### Поставленная задача 1
Отредактируйте листинг: перепишите всё от строки с «Practice step: find the shrub» вниз до конца листинга, заменив «woman» на «girl». Всё остальное оставьте без изменений.

В современном научном дискурсе существует немало определений термина «революция», однако до сих пор не разработана общая ее теория, в контексте которой можно было бы рассматривать сущность данного феномена. То есть речь идет о потенции термина «революция» зафиксировать и отразить суть самого события.
Несмотря на его полисемантичность, сегодня он активно используется разными науками, имеет разные коннотации. Более того, его актуализация в ХIХ – ХХ вв. свидетельствует о приобретении им статуса одного из основных элементов культурлексикона современного общества. Поскольку он проявляется на разных уровнях и полях социокультурного пространства, то необходимо провести анализ данного концепта в синхронном и диахронном срезе.
Этимология слова «революция» восходит к позднелатинскому «revolution», введенного Полибием. Оно берет начало от лат. «volution» (виток, вращение), а приставка «re-» выражает «возврат, восстановление». Изначально термин принадлежал астрономии, где обозначал циклическое движение звезд, а, следовательно, неизменность и постоянность. Активизация в его использовании связана с выходом в 1543 г. работы Н. Коперника «О вращении небесных сфер». То есть на протяжении длительного периода семантика дефиниции отличалась инвариантностью.

### Поставленная задача 2
Можете продолжить отрывок об истории термина «революция», начав сразу после его последнего предложения?

### Данные задачи
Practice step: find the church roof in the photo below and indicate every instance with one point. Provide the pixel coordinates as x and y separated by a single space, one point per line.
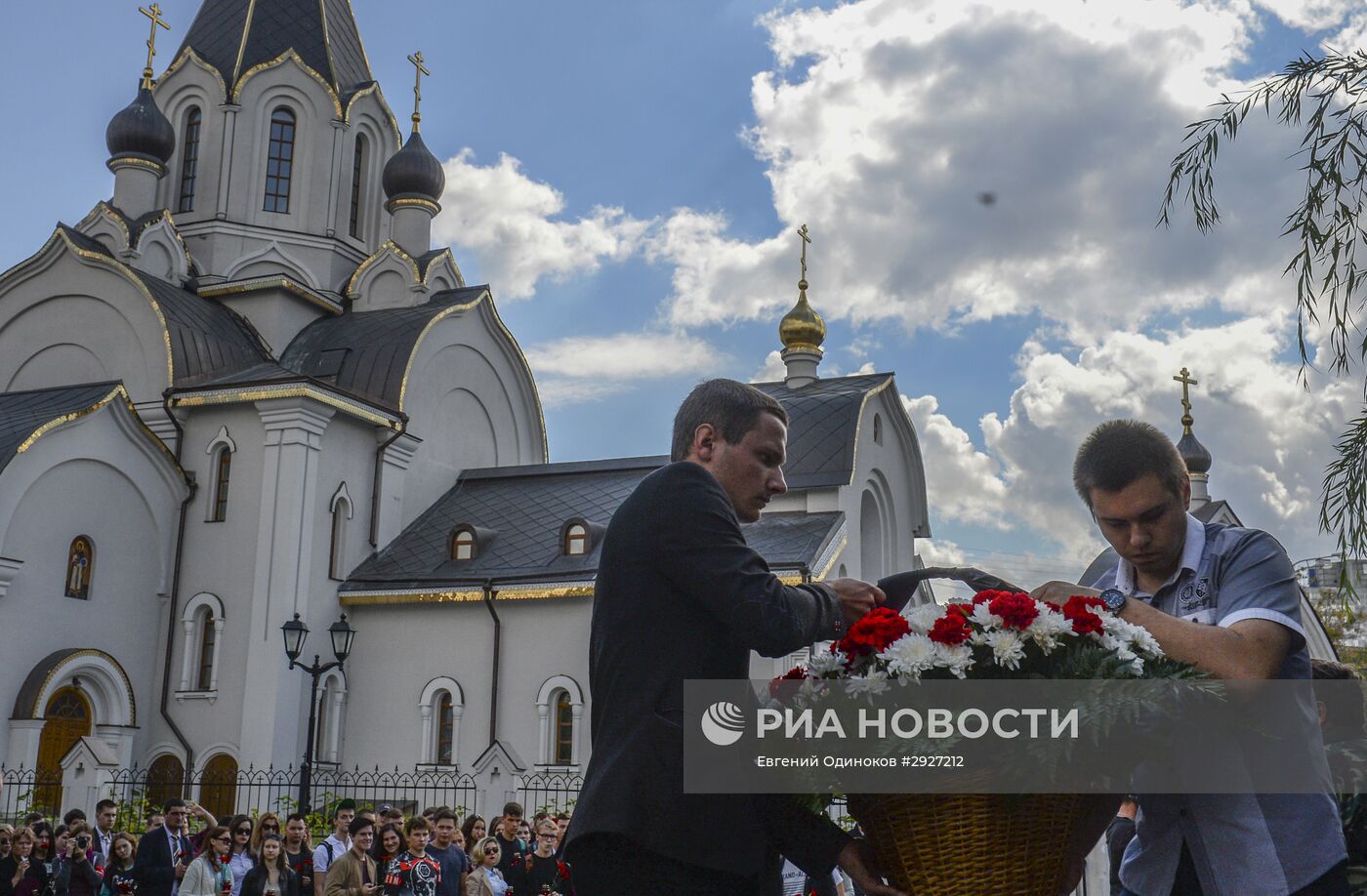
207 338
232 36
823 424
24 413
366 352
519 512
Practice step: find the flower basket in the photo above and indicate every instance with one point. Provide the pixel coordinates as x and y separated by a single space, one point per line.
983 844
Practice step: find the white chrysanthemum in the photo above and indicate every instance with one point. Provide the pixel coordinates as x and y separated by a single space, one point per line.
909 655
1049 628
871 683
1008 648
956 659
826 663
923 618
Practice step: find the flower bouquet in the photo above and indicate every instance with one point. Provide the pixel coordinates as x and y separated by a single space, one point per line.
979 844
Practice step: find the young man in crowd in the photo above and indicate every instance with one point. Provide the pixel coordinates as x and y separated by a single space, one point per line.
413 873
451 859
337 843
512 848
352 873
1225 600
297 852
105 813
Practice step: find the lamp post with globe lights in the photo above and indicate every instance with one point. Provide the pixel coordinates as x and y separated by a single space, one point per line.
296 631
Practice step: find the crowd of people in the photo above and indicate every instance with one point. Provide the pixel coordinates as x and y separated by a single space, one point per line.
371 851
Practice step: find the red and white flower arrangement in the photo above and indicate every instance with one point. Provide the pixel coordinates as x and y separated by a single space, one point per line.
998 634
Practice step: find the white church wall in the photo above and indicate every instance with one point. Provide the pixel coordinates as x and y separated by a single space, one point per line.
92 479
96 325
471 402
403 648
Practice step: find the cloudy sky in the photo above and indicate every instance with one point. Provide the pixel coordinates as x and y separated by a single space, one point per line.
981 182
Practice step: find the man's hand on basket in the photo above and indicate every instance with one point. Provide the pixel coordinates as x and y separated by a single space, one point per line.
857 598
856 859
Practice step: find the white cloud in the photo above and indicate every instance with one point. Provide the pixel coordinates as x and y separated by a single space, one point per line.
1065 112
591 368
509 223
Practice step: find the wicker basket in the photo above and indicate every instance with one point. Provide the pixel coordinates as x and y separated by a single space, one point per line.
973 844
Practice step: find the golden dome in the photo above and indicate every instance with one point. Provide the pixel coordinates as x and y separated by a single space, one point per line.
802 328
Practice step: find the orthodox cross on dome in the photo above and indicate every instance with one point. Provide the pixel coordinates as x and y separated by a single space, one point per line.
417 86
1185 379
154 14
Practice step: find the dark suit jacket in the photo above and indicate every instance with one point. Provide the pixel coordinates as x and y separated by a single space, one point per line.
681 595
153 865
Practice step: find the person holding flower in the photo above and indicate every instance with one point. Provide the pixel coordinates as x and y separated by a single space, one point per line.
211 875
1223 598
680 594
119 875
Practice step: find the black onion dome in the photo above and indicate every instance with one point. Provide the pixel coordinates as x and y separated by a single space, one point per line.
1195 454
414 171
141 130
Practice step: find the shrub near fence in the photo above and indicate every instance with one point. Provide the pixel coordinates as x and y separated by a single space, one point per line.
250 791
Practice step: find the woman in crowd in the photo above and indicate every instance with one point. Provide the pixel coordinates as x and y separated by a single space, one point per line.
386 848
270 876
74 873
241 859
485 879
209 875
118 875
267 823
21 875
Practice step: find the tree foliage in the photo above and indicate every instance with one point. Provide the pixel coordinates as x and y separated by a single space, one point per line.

### Письменный ответ 1
Practice step: find the shrub near fence in the photo above and indicate every instance with one point. Provide the pixel coordinates as x and y separated by a single space, one point per line.
250 791
Practice step: find the girl in crowd in the photo above and indicate every instance with one point. Provide the pixel coordinates as x and y separated by a single space, one point per line.
386 848
270 876
74 873
241 859
485 879
209 875
118 875
267 823
21 875
Practice step: find the tree foliage in the photo above and indicate every instance with one point. Provide the pixel coordinates as x and y separated by a single space, one point per line.

### Письменный ответ 2
Со временем термин был перенесен и в область политики, но использовался исключительно в качестве метафоры для фиксации возможности перехода от одной формы правления к другой, при этом последовательность типов государственного устройства была строго детерминирована и не предполагала иного развития. Таким образом, цикличность, присущая движению небесных тел, переносилась на формы земного, политического устройства. Даже после английской революции ХVII в. и установления диктатуры Кромвеля этот термин не использовали, а обратились к нему лишь в тот момент, когда произошло реставрирование монархии, которую, в частности, Д. Юм считал лучшей из придуманных человеком форм правления. Он подчеркивал, что «в монархических системах правления есть источник совершенствования, а в народных системах правления – источник упадка» [536, с. 535].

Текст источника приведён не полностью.